- _EXCERTO DO DOCUMENTO_:
A semelhança de Iavicoli, et al (2001), num trabalho por estes desenvolvido sobre prioridades de investigação em saúde ocupacional em Itália, também nós encontrámos diferenças significativas a um nível de análise regional. Sobressaiu desde logo o maior grau de prioridade atribuído pelos peritos da zona Sul ao tópico “Factores de risco no suicídio no Alentejo”. Esta diferença era em certa medida expectável devido à percepção da maior prevalência que este fenómeno assume nesta zona do país e de um modo mais particular na região do Alentejo.

Ao nível das diferenças encontradas em termos de género esta foi uma situação à qual não poderá ser alheio o facto da maioria dos membros do Painel com especialidade em pedopsiquiatria ou psiquiatria/pedopsiquiatria serem do sexo feminino. Esta relação torna-se ainda mais evidente se tivermos presente que também foram encontradas diferenças significativas no tópico “A depressão na infância e adolescência e a sua relação com as aprendizagens” quando considerado por especialidade dos membros do Painel.

- _INFORMAÇÃO FORNECIDA_:
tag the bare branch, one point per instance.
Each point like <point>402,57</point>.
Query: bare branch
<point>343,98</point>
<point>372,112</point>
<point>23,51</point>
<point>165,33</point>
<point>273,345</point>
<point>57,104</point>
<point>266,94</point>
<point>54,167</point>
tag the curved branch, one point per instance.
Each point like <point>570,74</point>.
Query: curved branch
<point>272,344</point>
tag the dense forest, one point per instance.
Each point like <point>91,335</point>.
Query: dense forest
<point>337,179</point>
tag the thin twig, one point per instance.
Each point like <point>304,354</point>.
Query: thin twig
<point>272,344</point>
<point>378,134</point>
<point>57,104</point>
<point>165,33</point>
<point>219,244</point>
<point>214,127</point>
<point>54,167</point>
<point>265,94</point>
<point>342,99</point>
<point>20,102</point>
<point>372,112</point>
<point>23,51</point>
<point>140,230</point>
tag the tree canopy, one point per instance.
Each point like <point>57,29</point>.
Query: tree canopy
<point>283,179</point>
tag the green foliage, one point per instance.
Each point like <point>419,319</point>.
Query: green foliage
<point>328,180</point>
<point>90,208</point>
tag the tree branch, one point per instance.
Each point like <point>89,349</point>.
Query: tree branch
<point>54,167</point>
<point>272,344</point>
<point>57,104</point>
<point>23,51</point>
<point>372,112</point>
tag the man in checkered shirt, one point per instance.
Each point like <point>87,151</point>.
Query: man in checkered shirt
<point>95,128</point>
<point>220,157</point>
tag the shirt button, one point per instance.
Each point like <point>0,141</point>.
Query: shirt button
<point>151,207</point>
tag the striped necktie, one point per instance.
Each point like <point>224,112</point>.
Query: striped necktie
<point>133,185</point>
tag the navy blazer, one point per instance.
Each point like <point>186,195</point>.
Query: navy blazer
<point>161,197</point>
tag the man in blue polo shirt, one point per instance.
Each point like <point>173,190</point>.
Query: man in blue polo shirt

- _CONJUNTO DE TAREFAS_:
**1)** No excerto sobre as diferenças nas prioridades de investigação, a que tópico atribuíram os peritos da zona Sul maior grau de prioridade?
**2)** Dê seguimento ao excerto sobre as diferenças nas prioridades de investigação, a partir da última frase apresentada.
Não é preciso consultar as linhas para nada.

- _RESPOSTAS_:
**1)** Ao tópico "Factores de risco no suicídio no Alentejo".

**2)**
As diferenças registadas nas apreciações dos membros do Painel face aos seus diversos níveis de formação complementar, nomeadamente em termos da ordenação média nos tópicos “Psiquiatria comunitária vs Psiquiatria hospitalar” e “Influências culturais na saúde mental”, isto é, o valor mais baixo que esta assumiu junto dos peritos com um Doutoramento permite considerar a hipótese que os seus interesses de investigação, comparativamente com os interesses dos outros, estejam orientados para questões de ordem mais prática e conducentes a resultados com uma aplicabilidade mais imediata.

Relativamente às diferenças identificadas face à situação dos membros do Painel perante a docência no ensino superior, o exame dos valores que as ordenações médias assumiram parece sugerir que os peritos que exerciam funções de docência de forma regular atribuíram um grau de prioridade mais elevado a aspectos de ordem mais “operacional” e menos “filosófica” do que aqueles que não exerciam, ou exerciam com uma frequência irregular. Um aspecto que a este nível parece interessante consiste no facto do sentido das diferenças encontradas neste item ser semelhante ao registado nas comparações entre peritos com diferentes níveis de formação complementar.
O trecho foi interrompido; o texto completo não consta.